### Work to be completed
Retype the listing below, keeping every line the same.

### Provided information

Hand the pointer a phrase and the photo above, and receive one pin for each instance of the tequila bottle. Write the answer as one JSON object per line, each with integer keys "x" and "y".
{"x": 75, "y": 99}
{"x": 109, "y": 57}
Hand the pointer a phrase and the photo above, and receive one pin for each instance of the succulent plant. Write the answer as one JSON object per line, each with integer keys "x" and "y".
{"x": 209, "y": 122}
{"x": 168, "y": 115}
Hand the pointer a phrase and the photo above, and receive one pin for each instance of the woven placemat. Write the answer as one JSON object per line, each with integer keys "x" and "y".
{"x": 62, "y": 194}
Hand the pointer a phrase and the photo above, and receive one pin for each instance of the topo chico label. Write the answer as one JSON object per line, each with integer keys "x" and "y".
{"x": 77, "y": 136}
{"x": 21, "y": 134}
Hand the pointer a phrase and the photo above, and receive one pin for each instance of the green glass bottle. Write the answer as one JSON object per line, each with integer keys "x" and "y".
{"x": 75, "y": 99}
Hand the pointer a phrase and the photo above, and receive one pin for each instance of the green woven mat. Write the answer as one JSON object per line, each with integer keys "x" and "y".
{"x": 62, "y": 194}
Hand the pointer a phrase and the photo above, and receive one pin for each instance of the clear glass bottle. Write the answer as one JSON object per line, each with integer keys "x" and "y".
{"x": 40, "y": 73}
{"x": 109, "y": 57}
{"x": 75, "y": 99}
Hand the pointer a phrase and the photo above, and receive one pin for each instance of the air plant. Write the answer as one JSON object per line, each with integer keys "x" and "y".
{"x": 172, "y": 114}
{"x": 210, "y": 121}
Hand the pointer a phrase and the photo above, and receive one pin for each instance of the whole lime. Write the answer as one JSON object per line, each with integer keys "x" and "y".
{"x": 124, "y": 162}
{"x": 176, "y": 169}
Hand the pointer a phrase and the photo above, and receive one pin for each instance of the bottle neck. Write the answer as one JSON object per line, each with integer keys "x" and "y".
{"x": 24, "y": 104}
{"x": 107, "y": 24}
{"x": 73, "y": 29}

### Solution below
Hand the pointer a phrase and the photo above, and receive one pin for each instance of the tequila bottle. Write the answer as one JSON object per line, each with integer keys "x" and "y".
{"x": 75, "y": 99}
{"x": 109, "y": 57}
Hand the pointer a phrase and the photo above, and receive one pin for each instance of the succulent plant. Write the answer as one JSON object per line, each with integer keys "x" and "y".
{"x": 209, "y": 122}
{"x": 168, "y": 115}
Hand the pointer a phrase and the photo above, and receive one pin for each instance of the woven placemat. Write the answer as one JSON object per line, each with integer keys "x" and "y".
{"x": 62, "y": 194}
Hand the pointer a phrase and the photo above, and receive one pin for each instance of the topo chico label. Write the answer as one JSON object per line, each with integer keys "x" and "y".
{"x": 77, "y": 136}
{"x": 21, "y": 134}
Hand the pointer a phrase and the photo above, and receive one pin for each instance of the green glass bottle. Write the answer as one JSON object per line, each with integer keys "x" and "y".
{"x": 75, "y": 99}
Hand the pointer a phrase and the photo above, and receive one pin for each instance of the green woven mat. Write the answer as one JSON object per line, each with integer keys "x" and "y".
{"x": 62, "y": 194}
Hand the pointer a phrase and the photo above, and receive one pin for each instance of the clear glass bottle. Write the answer as one JSON object per line, each with integer keys "x" and "y".
{"x": 40, "y": 73}
{"x": 109, "y": 57}
{"x": 75, "y": 99}
Hand the pointer a phrase and the photo above, and receive one pin for each instance of the air plant. Write the answer as one JSON object per line, each with integer keys "x" and "y".
{"x": 172, "y": 114}
{"x": 210, "y": 121}
Hand the pointer a phrase and the photo above, and receive one pin for each instance of the whole lime. Write the answer as one JSON object per line, each with integer keys "x" and "y".
{"x": 124, "y": 162}
{"x": 176, "y": 169}
Hand the pointer a phrase and the photo above, and receive one pin for each instance of the bottle neck. Write the answer as one JSON object per line, each with integer keys "x" and "y".
{"x": 24, "y": 104}
{"x": 107, "y": 24}
{"x": 73, "y": 29}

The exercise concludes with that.